» PROBLEM TO SOLVE: Would you restate all the data that follows, word for word?

» ENTRIES SUPPLIED:

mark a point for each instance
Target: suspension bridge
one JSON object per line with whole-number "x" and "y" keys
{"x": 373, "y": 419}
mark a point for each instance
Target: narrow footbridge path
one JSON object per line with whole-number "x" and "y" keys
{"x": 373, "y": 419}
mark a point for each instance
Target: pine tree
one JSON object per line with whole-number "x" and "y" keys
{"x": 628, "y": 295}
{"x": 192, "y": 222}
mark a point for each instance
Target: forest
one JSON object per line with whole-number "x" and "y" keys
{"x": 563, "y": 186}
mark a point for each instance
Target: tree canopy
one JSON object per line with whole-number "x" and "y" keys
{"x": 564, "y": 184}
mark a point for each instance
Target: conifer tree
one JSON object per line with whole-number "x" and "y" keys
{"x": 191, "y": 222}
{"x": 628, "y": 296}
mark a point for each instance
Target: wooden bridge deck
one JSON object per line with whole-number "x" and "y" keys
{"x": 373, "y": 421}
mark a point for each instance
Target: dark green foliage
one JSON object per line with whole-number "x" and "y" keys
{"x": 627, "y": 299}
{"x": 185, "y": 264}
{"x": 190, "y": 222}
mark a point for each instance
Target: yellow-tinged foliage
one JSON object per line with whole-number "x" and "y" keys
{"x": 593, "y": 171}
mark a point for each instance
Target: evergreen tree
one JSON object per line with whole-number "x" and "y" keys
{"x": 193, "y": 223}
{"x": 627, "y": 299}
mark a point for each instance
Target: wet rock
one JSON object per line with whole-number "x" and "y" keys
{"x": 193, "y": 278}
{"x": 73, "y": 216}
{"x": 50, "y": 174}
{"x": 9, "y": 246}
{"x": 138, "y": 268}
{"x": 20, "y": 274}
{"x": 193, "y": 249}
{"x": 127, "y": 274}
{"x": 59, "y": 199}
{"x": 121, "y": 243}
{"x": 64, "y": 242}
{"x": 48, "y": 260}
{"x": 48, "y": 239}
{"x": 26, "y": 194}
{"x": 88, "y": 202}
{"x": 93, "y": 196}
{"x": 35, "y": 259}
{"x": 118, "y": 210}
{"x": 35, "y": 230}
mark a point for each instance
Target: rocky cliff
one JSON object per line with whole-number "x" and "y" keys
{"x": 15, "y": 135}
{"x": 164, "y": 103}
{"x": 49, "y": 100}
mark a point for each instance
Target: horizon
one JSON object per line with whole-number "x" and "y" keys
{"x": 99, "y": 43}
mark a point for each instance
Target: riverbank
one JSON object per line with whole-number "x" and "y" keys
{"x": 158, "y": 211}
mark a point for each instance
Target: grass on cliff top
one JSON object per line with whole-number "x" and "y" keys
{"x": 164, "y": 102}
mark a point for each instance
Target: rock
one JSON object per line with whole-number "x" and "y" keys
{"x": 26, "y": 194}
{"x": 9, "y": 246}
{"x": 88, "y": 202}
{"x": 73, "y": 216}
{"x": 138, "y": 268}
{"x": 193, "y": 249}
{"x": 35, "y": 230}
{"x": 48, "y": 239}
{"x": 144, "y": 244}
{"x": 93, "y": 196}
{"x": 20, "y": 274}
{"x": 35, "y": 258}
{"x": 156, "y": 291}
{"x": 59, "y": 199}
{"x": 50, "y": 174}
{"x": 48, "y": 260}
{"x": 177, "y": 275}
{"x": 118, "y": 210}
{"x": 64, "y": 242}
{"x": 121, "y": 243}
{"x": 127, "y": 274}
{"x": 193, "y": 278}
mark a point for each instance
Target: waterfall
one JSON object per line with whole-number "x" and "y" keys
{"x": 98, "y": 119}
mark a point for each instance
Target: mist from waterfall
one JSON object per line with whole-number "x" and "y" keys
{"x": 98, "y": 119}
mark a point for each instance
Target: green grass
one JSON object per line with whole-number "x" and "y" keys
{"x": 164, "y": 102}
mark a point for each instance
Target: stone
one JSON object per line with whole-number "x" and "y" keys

» EXPECTED ANSWER:
mark a point for each instance
Target: suspension bridge
one JSON object per line with whole-number "x" and "y" keys
{"x": 373, "y": 419}
mark a point for each instance
Target: narrow footbridge path
one JSON object per line with whole-number "x" and "y" keys
{"x": 373, "y": 419}
mark a point for each instance
Target: pine tree
one JSON object per line with whole-number "x" and "y" keys
{"x": 628, "y": 295}
{"x": 192, "y": 222}
mark a point for each instance
Target: forest
one JSON object per line with whole-number "x" and "y" keys
{"x": 563, "y": 186}
mark a point for each instance
Target: tree canopy
one JSON object per line with whole-number "x" and "y" keys
{"x": 564, "y": 184}
mark a point for each instance
Target: conifer tree
one JSON object per line with whole-number "x" and "y" keys
{"x": 191, "y": 222}
{"x": 628, "y": 296}
mark a point for each instance
Target: wooden bridge deck
one JSON object per line with whole-number "x" and "y" keys
{"x": 373, "y": 421}
mark a point for each instance
Target: dark green foliage
one JSON object per line with whole-number "x" and "y" keys
{"x": 627, "y": 299}
{"x": 185, "y": 264}
{"x": 190, "y": 222}
mark a point for each instance
Target: yellow-tinged foliage
one JSON object per line with whole-number "x" and "y" keys
{"x": 593, "y": 171}
mark a point for each instance
Target: evergreen tree
one JSON object per line with whole-number "x" and "y" keys
{"x": 193, "y": 223}
{"x": 627, "y": 299}
mark a point for each instance
Target: wet rock
one JSON object per line with whole-number "x" and "y" keys
{"x": 193, "y": 278}
{"x": 73, "y": 216}
{"x": 50, "y": 174}
{"x": 9, "y": 246}
{"x": 138, "y": 268}
{"x": 20, "y": 274}
{"x": 193, "y": 249}
{"x": 127, "y": 274}
{"x": 59, "y": 199}
{"x": 121, "y": 243}
{"x": 64, "y": 242}
{"x": 48, "y": 260}
{"x": 48, "y": 239}
{"x": 26, "y": 194}
{"x": 88, "y": 202}
{"x": 93, "y": 196}
{"x": 35, "y": 259}
{"x": 118, "y": 210}
{"x": 35, "y": 230}
mark a point for each instance
Target: rocky cliff
one JSON object per line with whole-number "x" and "y" keys
{"x": 15, "y": 135}
{"x": 164, "y": 103}
{"x": 49, "y": 100}
mark a point for each instance
Target: horizon
one JSON object per line with whole-number "x" and "y" keys
{"x": 99, "y": 43}
mark a point for each instance
Target: riverbank
one JSON object per line with whole-number "x" and "y" keys
{"x": 158, "y": 211}
mark a point for each instance
Target: grass on cliff top
one JSON object per line with whole-number "x" and "y" keys
{"x": 164, "y": 102}
mark a point for each instance
Target: rock
one JSON object per line with whole-number "x" and "y" keys
{"x": 26, "y": 194}
{"x": 9, "y": 246}
{"x": 88, "y": 202}
{"x": 73, "y": 216}
{"x": 138, "y": 268}
{"x": 193, "y": 249}
{"x": 35, "y": 230}
{"x": 48, "y": 239}
{"x": 144, "y": 244}
{"x": 93, "y": 196}
{"x": 20, "y": 274}
{"x": 35, "y": 258}
{"x": 156, "y": 291}
{"x": 59, "y": 199}
{"x": 50, "y": 174}
{"x": 48, "y": 260}
{"x": 177, "y": 275}
{"x": 118, "y": 210}
{"x": 64, "y": 242}
{"x": 121, "y": 243}
{"x": 127, "y": 274}
{"x": 193, "y": 278}
mark a point for each instance
Target: waterfall
one JSON object per line with whole-number "x" and "y" keys
{"x": 98, "y": 119}
mark a point for each instance
Target: mist from waterfall
one JSON object per line with whole-number "x" and "y" keys
{"x": 98, "y": 119}
mark a point for each instance
Target: green grass
one JSON object per line with whole-number "x" and "y" keys
{"x": 164, "y": 102}
mark a point for each instance
Target: stone
one JSON object per line with whole-number "x" and "y" keys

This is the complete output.